**WHAT THIS TASK INVOLVES:**
Please copy the watermark text below from "watermark is a" to "its event timestamp assigned.", renaming "Flink" to "Beam" wherever it appears.

**DOCUMENT SEGMENT:**

Now, pay attention to CustomFieldTimePolicy class. CustomFieldTimePolicy allows us to specify the policy on the pipeline and this is where the pipeline decides to move the watermark based on event time i.e. timestamp coming from the event and not clock time. Hey, wait a minute, “what exactly is watermark??”


watermark is a timestamp that tracks the progress of event time in a data stream. Watermarks are metadata markers that are not actual data events. They are used to ensure that events are processed accurately and in a timely manner. In order to work with event time, Flink needs to know the events timestamps, meaning each element in the stream needs to have its event timestamp assigned.


Here is the CustomFieldTimePolicy class:

public class CustomFieldTimePolicy extends TimestampPolicy<byte[], byte[]>{
    private static final Logger LOGGER = LoggerFactory.getLogger(CustomFieldTimePolicy.class);
    protected Instant currentWatermark;

    public CustomFieldTimePolicy(Optional<Instant> previousWatermark){
        currentWatermark = previousWatermark.orElse(BoundedWindow.TIMESTAMP_MIN_VALUE);
    }

    @Override
    public Instant getTimestampForRecord(PartitionContext ctx, KafkaRecord<byte[], byte[]> record) {
        String value = new String(record.getKV().getValue());
        Instant instant = new Instant();
        Long eventTime = getTimestamp(value);
        currentWatermark = instant.withMillis(eventTime);
        LOGGER.debug("record: {}", record.getKV().getValue());
        return currentWatermark;
    }

    @Override
    public Instant getWatermark(PartitionContext ctx) {
        return currentWatermark;
    }

    public Long getTimestamp(String data){
        String[] values = data.split(",");
        LOGGER.info("size: " + values.length);;
        return Long.valueOf(values[0].trim());
    }
    
}


Here is the definition of the sliding window:

public static PCollection<KV<String, Iterable<InputData>>> toEventWindows(
            PCollection<KV<String, InputData>> inputs) {
        return inputs
                .apply("ApplySlidingWindows",
                        Window.<KV<String, InputData>>into(FixedWindows.of(Duration.standardSeconds(300)))

**PROVIDED RECORDS:**
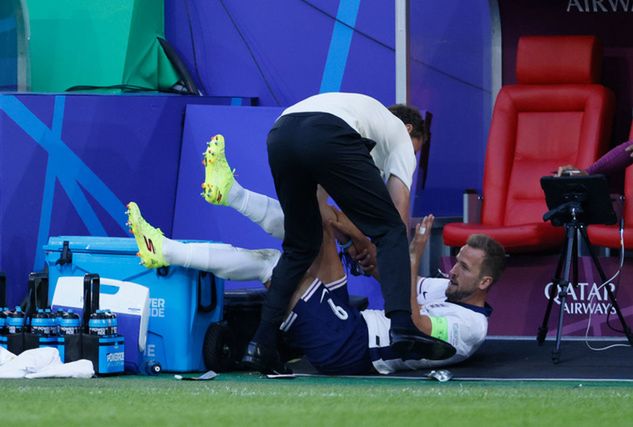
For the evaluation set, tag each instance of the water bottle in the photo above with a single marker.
...
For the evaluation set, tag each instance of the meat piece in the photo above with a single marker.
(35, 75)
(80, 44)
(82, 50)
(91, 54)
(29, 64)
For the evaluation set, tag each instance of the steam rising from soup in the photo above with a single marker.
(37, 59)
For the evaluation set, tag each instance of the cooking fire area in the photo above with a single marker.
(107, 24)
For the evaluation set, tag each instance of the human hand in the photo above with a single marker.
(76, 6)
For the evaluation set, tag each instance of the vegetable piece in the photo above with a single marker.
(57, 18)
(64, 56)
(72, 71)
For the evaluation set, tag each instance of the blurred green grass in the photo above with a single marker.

**RESPONSE TO THIS TASK:**
watermark is a timestamp that tracks the progress of event time in a data stream. Watermarks are metadata markers that are not actual data events. They are used to ensure that events are processed accurately and in a timely manner. In order to work with event time, Beam needs to know the events timestamps, meaning each element in the stream needs to have its event timestamp assigned.